■ **Task directions**
Please rewrite the data from its start through the line containing "155 125 348 647", inclusive, swapping "Trivia Challenge" for "Quiz Night" and changing nothing else.

■ **Task input**
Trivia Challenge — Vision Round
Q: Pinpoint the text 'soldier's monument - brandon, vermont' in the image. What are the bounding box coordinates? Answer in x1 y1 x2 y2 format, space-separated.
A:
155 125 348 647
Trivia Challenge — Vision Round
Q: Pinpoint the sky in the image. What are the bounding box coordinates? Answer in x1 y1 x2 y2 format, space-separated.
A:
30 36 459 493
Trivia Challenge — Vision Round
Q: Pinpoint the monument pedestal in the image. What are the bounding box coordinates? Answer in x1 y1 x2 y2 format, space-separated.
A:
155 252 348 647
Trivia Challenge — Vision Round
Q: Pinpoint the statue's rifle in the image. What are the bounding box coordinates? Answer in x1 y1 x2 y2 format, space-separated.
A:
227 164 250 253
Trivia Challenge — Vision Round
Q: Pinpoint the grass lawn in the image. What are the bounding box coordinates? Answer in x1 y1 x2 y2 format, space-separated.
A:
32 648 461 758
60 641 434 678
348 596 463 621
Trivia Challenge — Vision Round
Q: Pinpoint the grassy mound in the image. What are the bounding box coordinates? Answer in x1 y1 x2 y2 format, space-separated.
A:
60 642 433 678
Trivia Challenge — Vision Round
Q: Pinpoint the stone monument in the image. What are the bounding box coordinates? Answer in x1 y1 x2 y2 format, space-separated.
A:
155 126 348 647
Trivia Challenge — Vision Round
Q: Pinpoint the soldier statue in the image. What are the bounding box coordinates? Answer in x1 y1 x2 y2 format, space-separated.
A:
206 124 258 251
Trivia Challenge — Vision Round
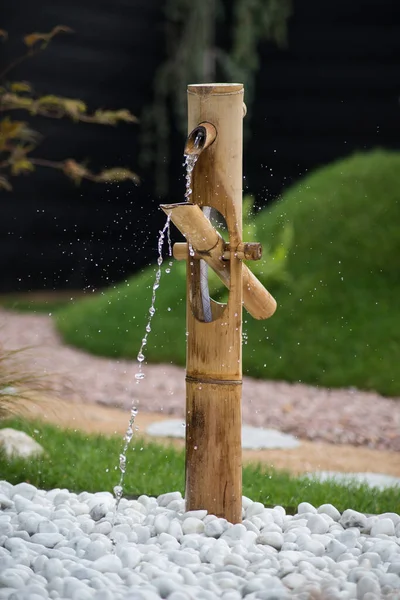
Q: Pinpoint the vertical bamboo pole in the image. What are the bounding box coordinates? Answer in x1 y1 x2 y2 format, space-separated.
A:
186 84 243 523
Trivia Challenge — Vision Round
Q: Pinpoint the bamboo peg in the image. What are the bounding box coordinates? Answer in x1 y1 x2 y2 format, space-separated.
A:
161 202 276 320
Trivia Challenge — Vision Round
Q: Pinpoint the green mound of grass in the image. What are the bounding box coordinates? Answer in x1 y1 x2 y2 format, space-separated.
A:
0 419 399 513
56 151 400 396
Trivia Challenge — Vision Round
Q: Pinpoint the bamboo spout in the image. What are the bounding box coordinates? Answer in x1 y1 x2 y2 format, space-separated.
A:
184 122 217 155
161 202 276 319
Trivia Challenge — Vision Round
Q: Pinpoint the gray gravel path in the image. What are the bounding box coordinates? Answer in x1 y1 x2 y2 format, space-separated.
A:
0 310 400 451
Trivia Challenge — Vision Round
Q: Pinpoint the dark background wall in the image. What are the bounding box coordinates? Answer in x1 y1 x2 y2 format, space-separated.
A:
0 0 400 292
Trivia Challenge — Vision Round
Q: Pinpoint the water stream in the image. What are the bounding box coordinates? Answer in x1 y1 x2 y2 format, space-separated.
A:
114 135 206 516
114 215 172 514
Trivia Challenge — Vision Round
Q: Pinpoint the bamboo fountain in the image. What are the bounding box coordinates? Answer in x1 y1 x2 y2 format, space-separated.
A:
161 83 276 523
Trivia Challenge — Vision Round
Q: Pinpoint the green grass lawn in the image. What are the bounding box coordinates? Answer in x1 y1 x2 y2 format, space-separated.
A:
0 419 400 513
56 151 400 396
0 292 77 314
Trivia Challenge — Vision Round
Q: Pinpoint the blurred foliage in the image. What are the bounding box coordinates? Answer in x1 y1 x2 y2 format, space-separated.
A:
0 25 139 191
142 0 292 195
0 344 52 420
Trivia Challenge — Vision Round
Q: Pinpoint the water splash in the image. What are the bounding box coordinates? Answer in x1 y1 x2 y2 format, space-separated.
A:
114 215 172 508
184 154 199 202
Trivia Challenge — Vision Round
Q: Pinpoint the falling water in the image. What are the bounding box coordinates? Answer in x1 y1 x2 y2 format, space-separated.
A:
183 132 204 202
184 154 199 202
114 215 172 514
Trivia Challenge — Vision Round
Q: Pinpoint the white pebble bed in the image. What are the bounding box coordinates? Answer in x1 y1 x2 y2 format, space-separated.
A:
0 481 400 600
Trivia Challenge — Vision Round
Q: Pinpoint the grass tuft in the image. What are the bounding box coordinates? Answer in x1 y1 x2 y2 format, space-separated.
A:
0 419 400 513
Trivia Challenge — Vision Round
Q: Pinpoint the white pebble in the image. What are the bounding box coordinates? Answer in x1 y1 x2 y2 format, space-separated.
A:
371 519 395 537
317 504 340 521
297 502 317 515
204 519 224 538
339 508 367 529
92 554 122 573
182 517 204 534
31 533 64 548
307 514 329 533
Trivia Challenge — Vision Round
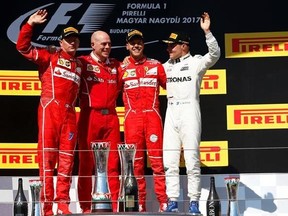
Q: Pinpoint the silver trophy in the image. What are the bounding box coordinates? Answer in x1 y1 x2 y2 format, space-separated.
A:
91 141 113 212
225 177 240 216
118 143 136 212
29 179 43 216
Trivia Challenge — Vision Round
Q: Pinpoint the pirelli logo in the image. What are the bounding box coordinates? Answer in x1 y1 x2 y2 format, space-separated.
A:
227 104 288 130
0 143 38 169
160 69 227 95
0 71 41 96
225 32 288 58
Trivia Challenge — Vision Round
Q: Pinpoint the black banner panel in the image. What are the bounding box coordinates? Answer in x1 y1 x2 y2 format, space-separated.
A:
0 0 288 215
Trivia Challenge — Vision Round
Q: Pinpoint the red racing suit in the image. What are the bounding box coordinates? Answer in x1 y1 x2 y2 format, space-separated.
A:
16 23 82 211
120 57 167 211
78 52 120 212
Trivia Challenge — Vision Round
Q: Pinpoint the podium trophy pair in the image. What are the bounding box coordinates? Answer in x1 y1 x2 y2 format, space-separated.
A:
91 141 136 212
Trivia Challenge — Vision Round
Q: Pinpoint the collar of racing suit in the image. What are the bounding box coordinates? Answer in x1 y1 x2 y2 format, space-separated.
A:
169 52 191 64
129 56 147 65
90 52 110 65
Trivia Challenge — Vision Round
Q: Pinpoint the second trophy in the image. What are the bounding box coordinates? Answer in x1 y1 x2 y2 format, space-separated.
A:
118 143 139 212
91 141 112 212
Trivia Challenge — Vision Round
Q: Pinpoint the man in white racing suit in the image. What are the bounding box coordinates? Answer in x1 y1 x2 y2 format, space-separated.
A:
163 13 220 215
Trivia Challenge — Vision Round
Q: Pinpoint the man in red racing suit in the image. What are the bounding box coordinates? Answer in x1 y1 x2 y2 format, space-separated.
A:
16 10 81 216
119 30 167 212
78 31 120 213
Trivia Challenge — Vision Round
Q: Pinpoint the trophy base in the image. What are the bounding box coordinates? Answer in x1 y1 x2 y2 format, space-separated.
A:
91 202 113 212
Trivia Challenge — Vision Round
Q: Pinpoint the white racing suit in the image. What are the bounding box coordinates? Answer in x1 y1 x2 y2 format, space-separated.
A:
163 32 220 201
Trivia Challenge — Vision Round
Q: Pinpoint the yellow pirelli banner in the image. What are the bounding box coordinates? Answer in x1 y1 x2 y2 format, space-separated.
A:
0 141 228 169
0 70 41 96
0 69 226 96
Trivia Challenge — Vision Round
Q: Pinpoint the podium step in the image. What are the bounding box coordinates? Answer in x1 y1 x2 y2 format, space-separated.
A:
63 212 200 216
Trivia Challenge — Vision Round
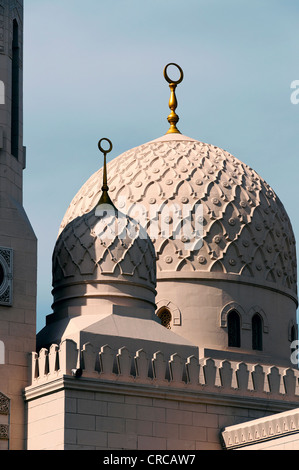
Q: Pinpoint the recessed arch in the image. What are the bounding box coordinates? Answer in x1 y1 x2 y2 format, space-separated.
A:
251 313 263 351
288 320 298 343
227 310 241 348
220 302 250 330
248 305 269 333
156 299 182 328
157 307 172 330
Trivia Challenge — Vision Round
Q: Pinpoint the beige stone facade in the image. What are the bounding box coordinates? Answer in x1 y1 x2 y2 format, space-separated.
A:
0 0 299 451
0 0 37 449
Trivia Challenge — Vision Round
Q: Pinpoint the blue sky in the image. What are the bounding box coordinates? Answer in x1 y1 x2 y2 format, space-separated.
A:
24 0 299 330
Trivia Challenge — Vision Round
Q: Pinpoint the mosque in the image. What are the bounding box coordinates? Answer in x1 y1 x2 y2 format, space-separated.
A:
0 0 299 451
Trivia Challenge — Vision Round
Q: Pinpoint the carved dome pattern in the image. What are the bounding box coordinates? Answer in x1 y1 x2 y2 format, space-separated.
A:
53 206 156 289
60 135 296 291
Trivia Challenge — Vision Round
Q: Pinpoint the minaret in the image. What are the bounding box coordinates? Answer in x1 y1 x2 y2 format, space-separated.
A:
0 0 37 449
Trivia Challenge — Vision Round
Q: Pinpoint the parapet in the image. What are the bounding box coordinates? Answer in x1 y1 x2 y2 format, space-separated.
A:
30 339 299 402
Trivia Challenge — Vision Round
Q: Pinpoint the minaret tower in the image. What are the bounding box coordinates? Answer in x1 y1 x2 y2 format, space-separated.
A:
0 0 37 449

■ **Answer**
Quiz Night — Vision Round
Q: Pinpoint the text 'soldier's monument - brandon, vermont' in the image. What are the bounding box coordinates? Answer in x1 y1 x2 y2 format, space-separated.
A:
155 125 348 647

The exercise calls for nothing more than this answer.